(Named-object pointing records)
::::::

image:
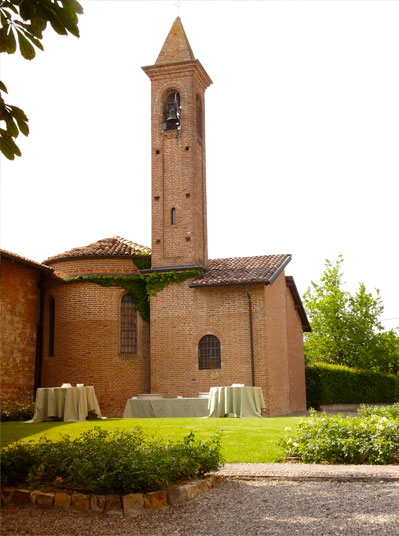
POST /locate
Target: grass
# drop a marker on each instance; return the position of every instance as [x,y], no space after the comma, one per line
[243,440]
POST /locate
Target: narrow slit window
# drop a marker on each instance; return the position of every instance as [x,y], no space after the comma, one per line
[209,353]
[51,327]
[173,216]
[128,325]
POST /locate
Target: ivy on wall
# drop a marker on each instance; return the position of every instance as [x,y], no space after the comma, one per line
[141,287]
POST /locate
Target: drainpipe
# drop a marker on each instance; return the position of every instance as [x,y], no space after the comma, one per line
[251,335]
[39,340]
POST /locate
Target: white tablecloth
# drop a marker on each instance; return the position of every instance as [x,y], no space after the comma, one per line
[236,402]
[67,403]
[166,407]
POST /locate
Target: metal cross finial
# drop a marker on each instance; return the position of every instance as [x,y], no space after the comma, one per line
[178,4]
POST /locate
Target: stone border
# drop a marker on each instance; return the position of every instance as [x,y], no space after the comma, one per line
[130,505]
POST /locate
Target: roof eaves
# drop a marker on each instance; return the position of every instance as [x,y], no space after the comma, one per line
[23,260]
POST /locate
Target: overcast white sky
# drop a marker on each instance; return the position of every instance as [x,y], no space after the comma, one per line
[302,133]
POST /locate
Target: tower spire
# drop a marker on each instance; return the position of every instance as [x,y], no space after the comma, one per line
[176,47]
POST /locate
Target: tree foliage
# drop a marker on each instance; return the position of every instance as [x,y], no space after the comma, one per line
[22,23]
[346,329]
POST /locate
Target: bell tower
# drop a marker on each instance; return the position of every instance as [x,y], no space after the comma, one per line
[179,223]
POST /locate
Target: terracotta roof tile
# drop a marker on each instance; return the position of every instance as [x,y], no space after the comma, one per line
[112,247]
[24,260]
[241,270]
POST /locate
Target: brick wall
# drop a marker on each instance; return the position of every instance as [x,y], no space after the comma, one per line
[20,311]
[296,362]
[87,338]
[276,348]
[178,170]
[176,332]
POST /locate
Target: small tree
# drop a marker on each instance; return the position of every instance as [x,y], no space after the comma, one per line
[346,329]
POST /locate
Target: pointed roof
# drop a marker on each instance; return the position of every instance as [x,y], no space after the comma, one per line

::::::

TASK STATEMENT:
Could you repeat all of the material exactly? Pictures should not be copied.

FINAL ANSWER:
image:
POST /locate
Target: grass
# drop a marker on each instance; return the position of every instance as [x,y], no space after the comma, one per line
[243,440]
POST /locate
Target: narrow slit window
# drop a marker on each instance; return the position of every instance as [x,y], no space after the comma, one per line
[209,353]
[51,327]
[173,216]
[128,325]
POST /locate
Target: ivy on wall
# drop a marker on each instance; return the position of every instance as [x,y], no space after the comma, one per line
[141,287]
POST /locate
Target: drainpipe
# drop a marker on each instance; return the position of every instance as [x,y], no space after the comma, one per line
[251,335]
[39,340]
POST /locate
Target: white tablecloth
# drop a marker on each instance; return the position of every instance as [x,y], no space after the comma, one per line
[236,402]
[67,403]
[166,407]
POST /locate
Target: metal cross finial
# drop a marker on each instance; return the position of every instance as [x,y], no space after the comma, one per line
[178,4]
POST /locate
Target: stone border
# drop a marker on each instance; return the position of every instance as [x,y], no space after the comma, one per line
[130,505]
POST /locate
Target: roof eaves
# drop a marker on each instance; return the position of every instance as [x,y], no space after the comma, one per line
[23,260]
POST /locate
Target: overcast white sky
# drop a marker on each instance; return the position of every instance as [x,y], no space after the comma, one per line
[302,133]
POST /locate
Target: tower spire
# drop a marker on each instance; return the position of every instance as [x,y], no space after the comma, one per line
[176,47]
POST /locate
Target: tree foliage
# drop a marker on each instance; return the position of every instance as [x,y], no space after the comma, one per line
[22,23]
[346,329]
POST /locate
Target: bell tower
# drop a marker on each instance; return the position of every instance as [x,y], no space after the comma, one per line
[179,223]
POST /locate
Target: terracotta roof tile
# drop a marker on each instance; return the position of every instance as [x,y], no space after the comma, one per line
[112,247]
[24,260]
[241,270]
POST /locate
Target: brick wall
# drop a marker on each instance; return the position of every instance as [x,y], no space after the comma, one per line
[20,311]
[296,362]
[87,338]
[276,348]
[178,170]
[176,332]
POST /locate
Target: small tree
# drop a marker on each instance; return the position of every instance as [x,y], no space after the comma, one per line
[346,329]
POST /locate
Target: pointed roof
# drop a marker on each instance; return the position of every instance as [x,y], no space after the comma, one per line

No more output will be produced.